-- Saved entries --
###
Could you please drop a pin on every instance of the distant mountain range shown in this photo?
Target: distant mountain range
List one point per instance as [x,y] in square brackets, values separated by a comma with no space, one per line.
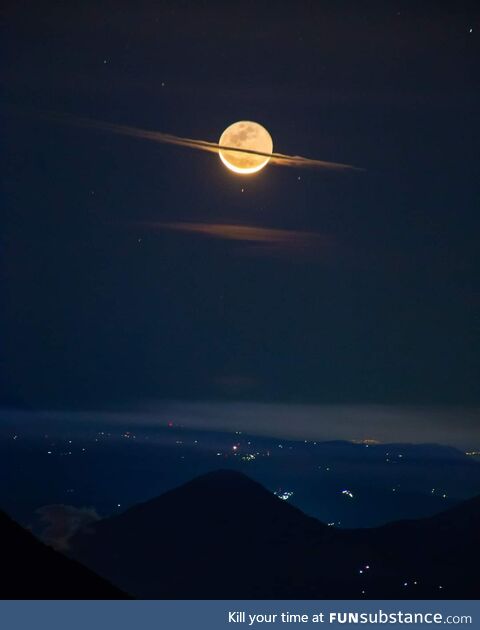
[31,570]
[225,536]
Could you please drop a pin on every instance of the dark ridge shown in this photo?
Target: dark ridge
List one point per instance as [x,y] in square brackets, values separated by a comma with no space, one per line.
[224,536]
[32,570]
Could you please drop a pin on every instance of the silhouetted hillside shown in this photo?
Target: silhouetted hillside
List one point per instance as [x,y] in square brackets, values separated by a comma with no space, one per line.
[225,536]
[31,570]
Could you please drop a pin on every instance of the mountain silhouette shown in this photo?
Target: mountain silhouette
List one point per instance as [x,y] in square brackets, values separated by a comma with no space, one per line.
[225,536]
[32,570]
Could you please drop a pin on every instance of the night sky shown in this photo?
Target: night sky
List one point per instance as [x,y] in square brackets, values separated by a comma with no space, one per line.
[368,296]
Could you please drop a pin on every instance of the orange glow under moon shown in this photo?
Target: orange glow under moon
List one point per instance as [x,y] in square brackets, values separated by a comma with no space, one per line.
[245,134]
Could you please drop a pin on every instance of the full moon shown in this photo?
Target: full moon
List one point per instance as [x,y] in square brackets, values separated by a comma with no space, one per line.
[245,135]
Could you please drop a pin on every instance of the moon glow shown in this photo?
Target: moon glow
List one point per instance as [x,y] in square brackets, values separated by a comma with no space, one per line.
[248,135]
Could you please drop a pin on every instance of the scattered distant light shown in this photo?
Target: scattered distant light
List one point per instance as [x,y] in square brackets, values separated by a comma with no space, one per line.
[284,495]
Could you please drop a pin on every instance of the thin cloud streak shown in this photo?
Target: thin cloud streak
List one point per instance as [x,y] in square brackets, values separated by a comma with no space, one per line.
[278,159]
[246,233]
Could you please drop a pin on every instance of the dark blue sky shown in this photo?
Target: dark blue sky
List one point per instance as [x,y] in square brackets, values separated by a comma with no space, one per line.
[377,303]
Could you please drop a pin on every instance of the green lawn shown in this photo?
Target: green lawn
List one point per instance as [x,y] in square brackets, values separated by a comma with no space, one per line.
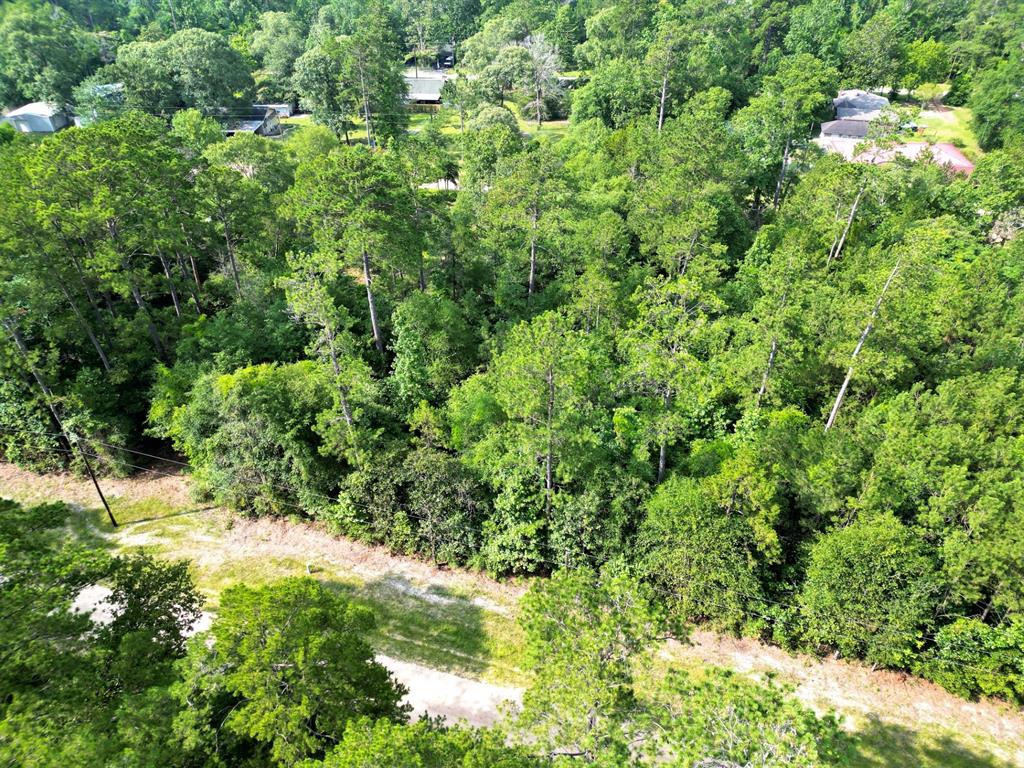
[448,620]
[951,125]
###
-- Activity --
A single number is the answer: the number of lines in the entries that contain "under".

-- Output of the task --
2